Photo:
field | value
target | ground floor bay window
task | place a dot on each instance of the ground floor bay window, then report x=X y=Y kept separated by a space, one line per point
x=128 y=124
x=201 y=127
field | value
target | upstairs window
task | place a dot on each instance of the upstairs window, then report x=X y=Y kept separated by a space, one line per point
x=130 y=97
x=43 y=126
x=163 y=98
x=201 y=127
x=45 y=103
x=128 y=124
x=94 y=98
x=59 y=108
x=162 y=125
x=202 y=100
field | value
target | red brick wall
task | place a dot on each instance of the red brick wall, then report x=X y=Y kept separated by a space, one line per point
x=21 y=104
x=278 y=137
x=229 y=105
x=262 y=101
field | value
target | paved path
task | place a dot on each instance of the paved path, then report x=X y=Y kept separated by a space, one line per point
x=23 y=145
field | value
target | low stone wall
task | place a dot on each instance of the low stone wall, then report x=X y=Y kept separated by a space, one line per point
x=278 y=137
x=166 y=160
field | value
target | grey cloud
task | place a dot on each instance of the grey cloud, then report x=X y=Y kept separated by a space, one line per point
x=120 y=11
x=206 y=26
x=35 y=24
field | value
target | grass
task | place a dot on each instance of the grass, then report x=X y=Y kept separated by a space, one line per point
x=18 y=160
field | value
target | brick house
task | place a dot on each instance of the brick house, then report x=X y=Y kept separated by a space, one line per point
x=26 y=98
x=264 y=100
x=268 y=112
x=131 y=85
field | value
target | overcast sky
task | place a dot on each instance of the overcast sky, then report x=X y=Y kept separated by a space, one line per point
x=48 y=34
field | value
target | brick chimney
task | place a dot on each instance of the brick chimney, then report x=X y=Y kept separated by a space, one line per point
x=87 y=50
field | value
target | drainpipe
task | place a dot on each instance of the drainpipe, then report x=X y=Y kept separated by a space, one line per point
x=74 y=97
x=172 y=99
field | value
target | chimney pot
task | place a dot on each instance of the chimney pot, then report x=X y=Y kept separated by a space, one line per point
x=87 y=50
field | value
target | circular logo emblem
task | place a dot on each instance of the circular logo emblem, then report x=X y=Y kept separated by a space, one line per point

☆ ☆ ☆

**INSTRUCTION**
Pull out each line in the rows above that contains the word "wall", and copy it without changes.

**FINAL ANSWER**
target | red brick wall
task | place a dot on each instance of the red brick wall, then report x=X y=Y kept separated by a space, one line per point
target | low stone wall
task | place a dot on each instance of the low stone wall, then report x=X y=Y kept separated by a space, one line per point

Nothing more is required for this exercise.